[EXERCISE AIM] Format the material below as a two-column CSV with the headers instruction and points, one row per entry, and put each value in a single quoted field with line breaks replaced by spaces. Begin at the start of the material, stop after the line that contains "[[235, 73]]", and omit the pictures.

[DATASET ROWS]
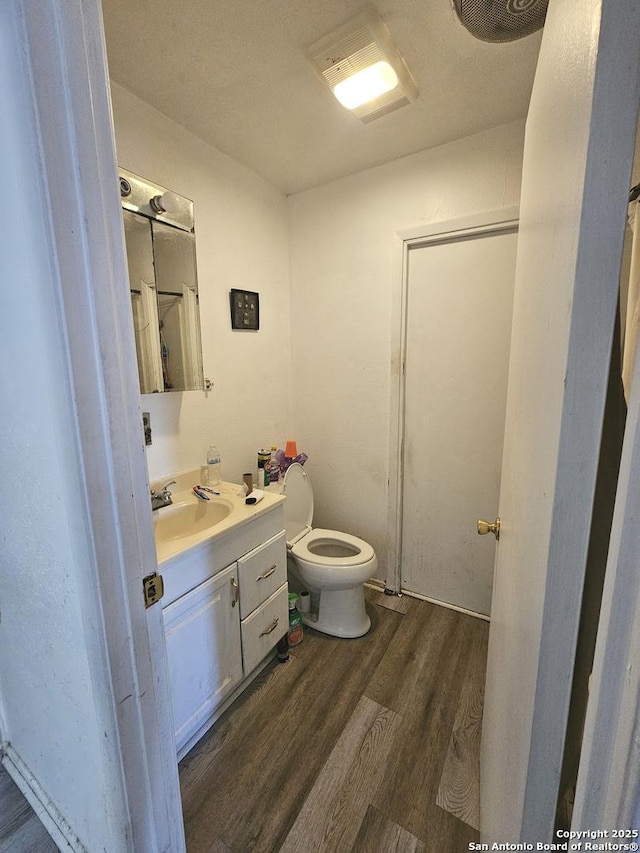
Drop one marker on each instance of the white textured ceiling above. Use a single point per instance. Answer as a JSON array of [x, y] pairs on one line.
[[235, 73]]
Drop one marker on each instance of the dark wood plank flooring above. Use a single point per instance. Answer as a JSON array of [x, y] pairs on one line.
[[362, 746], [353, 745], [20, 829]]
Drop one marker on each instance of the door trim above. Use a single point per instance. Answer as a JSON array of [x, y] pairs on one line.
[[488, 222]]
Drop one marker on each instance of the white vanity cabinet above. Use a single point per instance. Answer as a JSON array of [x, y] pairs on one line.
[[202, 633], [225, 608], [264, 600]]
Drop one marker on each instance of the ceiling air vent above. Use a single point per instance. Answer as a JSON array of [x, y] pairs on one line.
[[501, 20]]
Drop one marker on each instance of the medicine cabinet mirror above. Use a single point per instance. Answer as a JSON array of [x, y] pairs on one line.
[[161, 255]]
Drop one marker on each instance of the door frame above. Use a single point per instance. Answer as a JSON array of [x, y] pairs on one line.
[[477, 225], [63, 44]]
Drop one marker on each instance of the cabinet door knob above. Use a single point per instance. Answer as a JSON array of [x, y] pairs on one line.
[[267, 574], [271, 627], [483, 527]]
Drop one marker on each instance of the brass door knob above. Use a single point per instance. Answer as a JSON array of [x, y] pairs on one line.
[[489, 527]]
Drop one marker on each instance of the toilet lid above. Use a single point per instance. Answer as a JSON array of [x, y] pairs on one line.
[[298, 507]]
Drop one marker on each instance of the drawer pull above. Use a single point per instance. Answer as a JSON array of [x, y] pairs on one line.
[[271, 627], [268, 573]]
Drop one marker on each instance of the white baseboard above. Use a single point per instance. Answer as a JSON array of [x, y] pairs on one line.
[[45, 809]]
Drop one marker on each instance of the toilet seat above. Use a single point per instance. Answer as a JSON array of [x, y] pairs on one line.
[[316, 545]]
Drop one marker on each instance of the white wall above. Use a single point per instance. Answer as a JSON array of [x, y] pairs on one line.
[[241, 242], [342, 256]]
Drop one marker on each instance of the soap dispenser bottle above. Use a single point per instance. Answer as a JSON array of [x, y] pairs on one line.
[[214, 467]]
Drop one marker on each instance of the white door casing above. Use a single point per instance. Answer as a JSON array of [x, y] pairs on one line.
[[578, 153], [459, 297]]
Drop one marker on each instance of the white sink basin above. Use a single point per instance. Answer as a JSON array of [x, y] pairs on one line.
[[189, 517], [190, 522]]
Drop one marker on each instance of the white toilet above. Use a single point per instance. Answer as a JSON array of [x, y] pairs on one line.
[[333, 566]]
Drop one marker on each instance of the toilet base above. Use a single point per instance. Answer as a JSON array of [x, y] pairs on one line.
[[341, 613]]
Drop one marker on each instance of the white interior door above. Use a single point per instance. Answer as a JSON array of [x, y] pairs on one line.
[[577, 165], [458, 329]]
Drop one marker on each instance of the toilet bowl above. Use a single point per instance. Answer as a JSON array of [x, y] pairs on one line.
[[332, 565]]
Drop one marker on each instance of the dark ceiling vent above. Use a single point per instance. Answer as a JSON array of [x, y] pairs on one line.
[[501, 20]]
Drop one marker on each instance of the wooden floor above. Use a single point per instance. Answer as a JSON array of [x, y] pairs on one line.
[[368, 745], [360, 745], [20, 829]]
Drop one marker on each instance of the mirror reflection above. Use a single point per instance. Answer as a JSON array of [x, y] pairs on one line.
[[161, 256]]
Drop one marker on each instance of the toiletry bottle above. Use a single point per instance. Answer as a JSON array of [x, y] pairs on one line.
[[264, 459], [295, 622], [274, 469], [214, 467]]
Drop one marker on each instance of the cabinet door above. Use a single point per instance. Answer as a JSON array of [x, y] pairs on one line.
[[203, 648]]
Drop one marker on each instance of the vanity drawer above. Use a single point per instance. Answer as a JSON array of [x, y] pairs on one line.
[[262, 630], [261, 572]]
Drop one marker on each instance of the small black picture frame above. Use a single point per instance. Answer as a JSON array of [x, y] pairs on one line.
[[245, 309]]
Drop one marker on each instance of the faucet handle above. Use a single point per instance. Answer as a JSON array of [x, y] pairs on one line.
[[164, 488]]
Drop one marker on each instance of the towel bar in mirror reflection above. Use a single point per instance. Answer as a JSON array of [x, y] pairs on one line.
[[161, 256]]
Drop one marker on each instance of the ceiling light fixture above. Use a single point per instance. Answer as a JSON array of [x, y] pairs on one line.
[[363, 69]]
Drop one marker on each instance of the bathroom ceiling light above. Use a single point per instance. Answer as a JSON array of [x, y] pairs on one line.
[[363, 69]]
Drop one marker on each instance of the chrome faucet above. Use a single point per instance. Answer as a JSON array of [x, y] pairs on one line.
[[162, 497]]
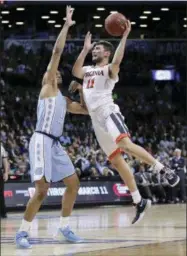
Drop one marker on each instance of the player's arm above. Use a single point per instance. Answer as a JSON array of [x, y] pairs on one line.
[[73, 87], [6, 165], [119, 53], [75, 107], [59, 46], [78, 66]]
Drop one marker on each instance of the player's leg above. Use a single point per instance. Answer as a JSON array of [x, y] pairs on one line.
[[114, 154], [119, 132], [33, 206], [63, 169], [40, 161]]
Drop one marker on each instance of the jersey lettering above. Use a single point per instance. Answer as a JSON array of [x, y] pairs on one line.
[[90, 84]]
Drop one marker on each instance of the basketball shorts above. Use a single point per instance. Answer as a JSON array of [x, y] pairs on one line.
[[48, 159], [110, 128]]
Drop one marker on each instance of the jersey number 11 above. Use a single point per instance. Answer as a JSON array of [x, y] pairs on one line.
[[90, 84]]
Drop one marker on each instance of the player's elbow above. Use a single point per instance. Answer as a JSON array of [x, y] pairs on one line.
[[77, 72]]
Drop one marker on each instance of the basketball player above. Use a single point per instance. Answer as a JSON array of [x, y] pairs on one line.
[[108, 123], [49, 162]]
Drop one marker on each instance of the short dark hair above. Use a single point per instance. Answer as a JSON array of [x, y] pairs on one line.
[[107, 46]]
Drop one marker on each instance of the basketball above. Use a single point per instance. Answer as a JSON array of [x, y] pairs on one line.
[[115, 24]]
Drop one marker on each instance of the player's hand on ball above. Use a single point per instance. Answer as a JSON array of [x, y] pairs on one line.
[[88, 45], [69, 14], [128, 28]]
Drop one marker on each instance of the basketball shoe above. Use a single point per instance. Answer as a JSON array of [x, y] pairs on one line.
[[170, 176], [22, 240], [141, 208], [68, 235]]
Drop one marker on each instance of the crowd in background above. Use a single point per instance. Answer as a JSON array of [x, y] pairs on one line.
[[155, 116]]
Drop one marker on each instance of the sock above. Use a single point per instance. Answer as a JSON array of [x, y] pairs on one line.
[[64, 222], [25, 225], [157, 166], [136, 197]]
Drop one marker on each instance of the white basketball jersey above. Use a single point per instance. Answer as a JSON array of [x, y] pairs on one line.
[[97, 87]]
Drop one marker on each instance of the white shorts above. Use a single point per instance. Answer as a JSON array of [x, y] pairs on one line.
[[109, 129], [48, 159]]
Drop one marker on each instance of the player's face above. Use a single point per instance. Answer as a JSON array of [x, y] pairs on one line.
[[99, 53], [58, 78]]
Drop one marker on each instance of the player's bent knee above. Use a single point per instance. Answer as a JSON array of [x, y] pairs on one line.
[[117, 160], [126, 144], [72, 183], [41, 193]]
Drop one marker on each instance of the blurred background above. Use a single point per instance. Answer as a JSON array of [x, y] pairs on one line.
[[151, 92]]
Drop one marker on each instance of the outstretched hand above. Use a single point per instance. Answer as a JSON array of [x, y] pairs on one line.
[[128, 28], [69, 14], [88, 45]]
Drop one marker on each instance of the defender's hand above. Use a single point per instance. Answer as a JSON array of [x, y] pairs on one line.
[[69, 14], [128, 28]]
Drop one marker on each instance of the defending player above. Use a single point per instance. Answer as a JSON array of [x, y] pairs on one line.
[[108, 122], [49, 162]]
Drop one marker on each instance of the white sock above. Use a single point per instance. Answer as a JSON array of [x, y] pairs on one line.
[[25, 225], [64, 222], [157, 166], [136, 197]]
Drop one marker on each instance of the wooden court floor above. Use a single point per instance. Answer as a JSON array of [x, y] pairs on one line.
[[107, 232]]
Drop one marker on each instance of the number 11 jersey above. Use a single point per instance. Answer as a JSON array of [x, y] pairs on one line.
[[97, 87]]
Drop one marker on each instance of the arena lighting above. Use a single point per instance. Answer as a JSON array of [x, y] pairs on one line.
[[143, 25], [51, 21], [156, 18], [98, 25], [100, 9], [20, 9], [5, 12], [19, 23], [143, 17], [5, 21], [54, 12], [147, 12], [45, 17], [164, 9]]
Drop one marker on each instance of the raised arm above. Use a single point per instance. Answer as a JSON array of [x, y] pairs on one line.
[[75, 107], [59, 46], [73, 87], [78, 66], [119, 53]]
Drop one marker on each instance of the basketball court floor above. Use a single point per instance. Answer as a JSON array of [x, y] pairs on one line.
[[107, 232]]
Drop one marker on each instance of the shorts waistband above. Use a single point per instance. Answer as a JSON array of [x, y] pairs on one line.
[[49, 135]]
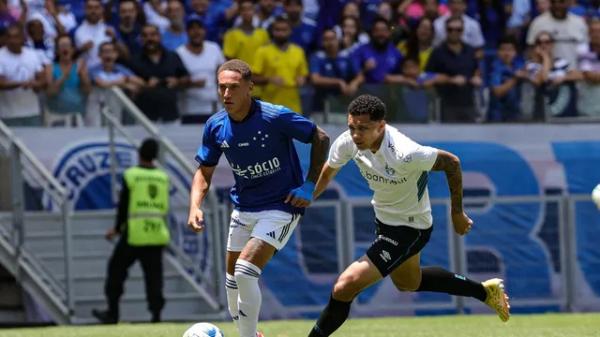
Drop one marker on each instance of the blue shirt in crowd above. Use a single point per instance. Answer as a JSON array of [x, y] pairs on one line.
[[261, 153], [305, 35], [387, 61]]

[TASK SOLUTION]
instruction,points
"Drop one marker on each instance of the white textured ceiling above. Use a single point per instance. Answer as a JSON array of [x, y] pairs on one line.","[[235, 73]]"